* [Record list]:
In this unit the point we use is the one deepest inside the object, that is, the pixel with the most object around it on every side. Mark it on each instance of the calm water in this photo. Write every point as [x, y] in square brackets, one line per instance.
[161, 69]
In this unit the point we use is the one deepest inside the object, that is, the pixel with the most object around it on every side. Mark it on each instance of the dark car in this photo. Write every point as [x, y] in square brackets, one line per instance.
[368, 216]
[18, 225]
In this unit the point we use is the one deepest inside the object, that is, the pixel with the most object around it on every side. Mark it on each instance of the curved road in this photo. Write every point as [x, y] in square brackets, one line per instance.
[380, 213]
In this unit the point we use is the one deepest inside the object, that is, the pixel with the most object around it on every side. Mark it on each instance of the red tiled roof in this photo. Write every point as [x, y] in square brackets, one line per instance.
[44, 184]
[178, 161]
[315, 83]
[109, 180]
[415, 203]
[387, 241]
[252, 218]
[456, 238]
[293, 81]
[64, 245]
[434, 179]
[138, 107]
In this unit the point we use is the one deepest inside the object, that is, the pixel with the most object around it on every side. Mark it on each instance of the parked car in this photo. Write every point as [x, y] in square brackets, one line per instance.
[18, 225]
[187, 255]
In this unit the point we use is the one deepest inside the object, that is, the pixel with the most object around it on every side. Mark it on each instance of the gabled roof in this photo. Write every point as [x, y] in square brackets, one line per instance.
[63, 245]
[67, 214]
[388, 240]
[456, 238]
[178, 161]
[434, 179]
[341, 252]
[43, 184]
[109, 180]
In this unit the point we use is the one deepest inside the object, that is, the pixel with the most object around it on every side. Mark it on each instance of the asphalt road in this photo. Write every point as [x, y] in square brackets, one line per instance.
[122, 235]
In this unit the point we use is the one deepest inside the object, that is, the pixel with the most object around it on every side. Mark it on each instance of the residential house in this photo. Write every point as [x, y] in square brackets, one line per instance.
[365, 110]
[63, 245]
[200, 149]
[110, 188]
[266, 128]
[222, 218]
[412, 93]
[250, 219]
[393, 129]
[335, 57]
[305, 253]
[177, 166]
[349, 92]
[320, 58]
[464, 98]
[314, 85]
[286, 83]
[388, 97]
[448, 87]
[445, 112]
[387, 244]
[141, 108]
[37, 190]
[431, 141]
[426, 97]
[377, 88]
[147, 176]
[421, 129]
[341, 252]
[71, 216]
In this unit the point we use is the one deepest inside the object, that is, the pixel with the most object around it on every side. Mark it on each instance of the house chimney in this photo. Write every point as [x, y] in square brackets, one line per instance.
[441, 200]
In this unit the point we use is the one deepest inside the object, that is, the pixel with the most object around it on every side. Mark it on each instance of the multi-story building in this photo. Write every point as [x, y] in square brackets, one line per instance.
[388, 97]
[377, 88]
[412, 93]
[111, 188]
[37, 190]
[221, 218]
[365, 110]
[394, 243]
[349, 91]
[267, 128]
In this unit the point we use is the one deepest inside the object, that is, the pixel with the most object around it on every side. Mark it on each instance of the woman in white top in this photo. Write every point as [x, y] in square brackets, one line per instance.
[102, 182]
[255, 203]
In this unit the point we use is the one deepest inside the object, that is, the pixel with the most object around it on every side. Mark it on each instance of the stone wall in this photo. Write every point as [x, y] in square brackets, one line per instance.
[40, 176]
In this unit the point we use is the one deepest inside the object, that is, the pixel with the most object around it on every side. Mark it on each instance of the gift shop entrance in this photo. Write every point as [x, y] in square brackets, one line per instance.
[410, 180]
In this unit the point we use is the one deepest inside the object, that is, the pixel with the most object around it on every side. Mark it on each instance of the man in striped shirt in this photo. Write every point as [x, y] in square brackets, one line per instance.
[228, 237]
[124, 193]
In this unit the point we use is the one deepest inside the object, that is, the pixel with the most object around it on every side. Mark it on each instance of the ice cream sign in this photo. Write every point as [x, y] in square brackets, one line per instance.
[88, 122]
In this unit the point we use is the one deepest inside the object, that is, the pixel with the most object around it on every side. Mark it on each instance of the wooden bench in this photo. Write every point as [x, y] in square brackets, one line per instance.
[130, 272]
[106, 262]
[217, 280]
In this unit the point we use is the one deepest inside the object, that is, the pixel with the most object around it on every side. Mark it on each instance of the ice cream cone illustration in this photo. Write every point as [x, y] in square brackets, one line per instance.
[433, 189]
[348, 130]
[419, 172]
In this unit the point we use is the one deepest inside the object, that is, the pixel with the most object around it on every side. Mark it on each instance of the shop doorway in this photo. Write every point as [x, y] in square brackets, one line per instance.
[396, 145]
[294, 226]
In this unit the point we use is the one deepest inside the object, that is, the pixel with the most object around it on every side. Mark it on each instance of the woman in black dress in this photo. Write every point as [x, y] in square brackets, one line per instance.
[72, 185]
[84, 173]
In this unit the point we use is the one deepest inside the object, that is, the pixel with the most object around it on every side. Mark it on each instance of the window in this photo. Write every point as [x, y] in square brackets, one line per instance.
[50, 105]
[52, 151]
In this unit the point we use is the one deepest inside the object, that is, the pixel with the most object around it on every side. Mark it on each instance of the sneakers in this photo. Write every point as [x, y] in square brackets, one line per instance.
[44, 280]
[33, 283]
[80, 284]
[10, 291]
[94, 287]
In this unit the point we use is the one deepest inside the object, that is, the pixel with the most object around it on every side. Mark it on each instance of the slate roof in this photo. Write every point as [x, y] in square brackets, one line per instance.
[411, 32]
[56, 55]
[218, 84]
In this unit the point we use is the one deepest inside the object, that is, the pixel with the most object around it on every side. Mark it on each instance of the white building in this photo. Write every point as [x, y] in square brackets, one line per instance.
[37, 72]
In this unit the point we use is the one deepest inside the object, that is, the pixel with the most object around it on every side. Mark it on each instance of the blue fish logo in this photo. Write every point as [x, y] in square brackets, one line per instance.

* [Required task]:
Copy out every item above, word for word, with nothing changed.

* [Response to the task]:
In this unit the point we use is the one deepest inside the object, that is, the pixel with the most object around it on every side. Mark it on each instance of the calm water in this photo. Write every point as [x, y] in square brackets, one line per instance.
[161, 69]
In this unit the point we use is the one deepest inside the object, that is, the pixel with the most object around it on every side. Mark it on each instance of the dark car in this photo. Write every point as [x, y] in square brackets, one line per instance.
[368, 216]
[18, 225]
In this unit the point we use is the one deepest inside the object, that is, the pixel with the most object around it on every side. Mark it on each instance of the curved road in this photo. Write every point as [x, y] in square brackets, one line per instance.
[380, 213]
In this unit the point we use is the one deepest inside the object, that is, the pixel with the most object around it on every side. Mark it on each instance of the red tiled roof in this photo. Write every point as [x, y] in square brackets, one line per instance.
[44, 184]
[178, 161]
[315, 83]
[109, 180]
[415, 203]
[387, 241]
[252, 218]
[456, 238]
[293, 81]
[64, 245]
[434, 179]
[138, 107]
In this unit the point we use is the one deepest inside the object, that is, the pixel with the most object around it on every side. Mark it on each instance of the parked car in this photo. Write every point as [x, y] in square brackets, one line per instance.
[18, 225]
[187, 255]
In this unit the point we use is the one deepest inside the object, that is, the pixel with the most object around it on every side. Mark it on each instance of the gabled roof in this photo. Write every point as [x, y] in square brackets, one line per instance.
[63, 245]
[67, 214]
[388, 240]
[456, 238]
[178, 161]
[434, 179]
[341, 252]
[43, 184]
[109, 180]
In this unit the point we use is the one deepest inside the object, that is, the pixel with the most object around it on every side. Mark it on each instance of the asphalt road in this photo. Write every point as [x, y] in square brackets, one line per instance.
[122, 235]
In this unit the point we use is the one deepest inside the object, that is, the pixel with the most object around it on every side. Mark it on each instance of the residential house in this photo. Write every point as [x, y] in square brackets, one line per instance.
[365, 110]
[63, 245]
[200, 149]
[110, 188]
[266, 128]
[222, 218]
[412, 93]
[250, 219]
[393, 129]
[335, 57]
[305, 253]
[177, 166]
[349, 92]
[320, 58]
[464, 98]
[314, 85]
[286, 83]
[388, 97]
[448, 87]
[445, 112]
[387, 244]
[141, 108]
[37, 190]
[431, 141]
[426, 97]
[377, 88]
[147, 176]
[421, 129]
[341, 252]
[71, 216]
In this unit the point we use is the one deepest inside the object, that is, the pixel with the most object around it on every side. Mark it on each instance of the house chimney in this photo. Write every point as [x, y] in square brackets, one line per instance.
[441, 200]
In this unit the point we use is the one deepest inside the object, that is, the pixel with the most object around it on every side. Mark it on each instance of the multi-story building in this photo. Write every point as [x, y] in square brackets, one line per instance.
[388, 97]
[377, 88]
[412, 93]
[111, 188]
[37, 190]
[221, 218]
[365, 110]
[394, 243]
[349, 91]
[267, 128]
In this unit the point we use is the one deepest inside the object, that is, the pixel with the most object around it on every side. Mark it on each instance of the woman in white top in this photo. Write every point as [x, y] in square brackets, one line per instance.
[102, 182]
[255, 203]
In this unit the point we use is the one deepest inside the object, that is, the pixel with the most object around it on every side. Mark it on each instance of the stone wall in this photo. Write every point as [x, y] in square brackets, one line per instance.
[40, 176]
In this unit the point we use is the one deepest inside the object, that is, the pixel with the most object around it on every side. Mark it on each instance of the gift shop entrance in this photo. Write every point as [x, y] in square brackets, one line per instance.
[410, 180]
In this unit the point we use is the one deepest inside the object, that is, the pixel with the most object around it on every side. Mark it on each instance of the man in striped shirt in this photo. Write every point as [x, y] in square brackets, one line per instance.
[228, 237]
[124, 193]
In this unit the point we use is the one deepest inside the object, that is, the pixel with the most object around it on every side. Mark it on each instance of the ice cream sign in this photo. Write every point as [x, y] in square brackets, one line per instance.
[88, 122]
In this unit the point we use is the one deepest inside the object, that is, the pixel with the most object around it on every side. Mark it on each instance of the wooden bench in this photo. Write every point as [x, y] in square brackets, one line per instance.
[130, 272]
[106, 262]
[217, 280]
In this unit the point we use is the one deepest inside the object, that is, the pixel with the most object around it on every side. Mark it on each instance of the ice cream cone illustration in this photo. Write every point as [x, y] in square brackets, one line per instance.
[433, 189]
[348, 130]
[419, 172]
In this unit the point we use is the one deepest inside the object, that is, the pixel with the most object around it on every side. Mark it on each instance of the shop doorway in this photo. Write every point as [x, y] in square brackets, one line per instance.
[396, 145]
[294, 226]
In this unit the point we use is the one deepest inside the object, that is, the pixel with the most object around it on every side. Mark it on each instance of the woman in black dress in this photo. Write every point as [x, y] in square brackets, one line per instance.
[72, 185]
[84, 173]
In this unit the point we use is the one deepest inside the object, that is, the pixel with the most object around it on every side. Mark it on each instance of the window in this photo. Write every point as [x, y] in square brackets, one line per instance.
[50, 105]
[52, 151]
In this unit the point we use is the one deepest inside the object, that is, the pixel with the most object around it on every side. Mark it on each instance of the sneakers in this photo. Write every point as [x, y] in square brackets, one line per instance.
[44, 280]
[33, 283]
[80, 284]
[10, 291]
[94, 287]
In this unit the point we use is the one deepest inside the object, that is, the pixel with the most object around it on every side. Mark it on each instance of the slate roof in this photo. Write every point as [x, y] in square brackets, one line per instance.
[411, 32]
[56, 55]
[218, 84]
In this unit the point we use is the one deepest inside the object, that is, the pixel with the most object around it on every side. Mark it on each instance of the white building in this photo. Write every point as [x, y] in square brackets, one line per instance.
[37, 72]
In this unit the point we use is the one deepest inside the object, that is, the pixel with the most object around it on every side. Mark it on each instance of the blue fish logo in this photo. Write every point as [x, y] in square brackets, one line per instance.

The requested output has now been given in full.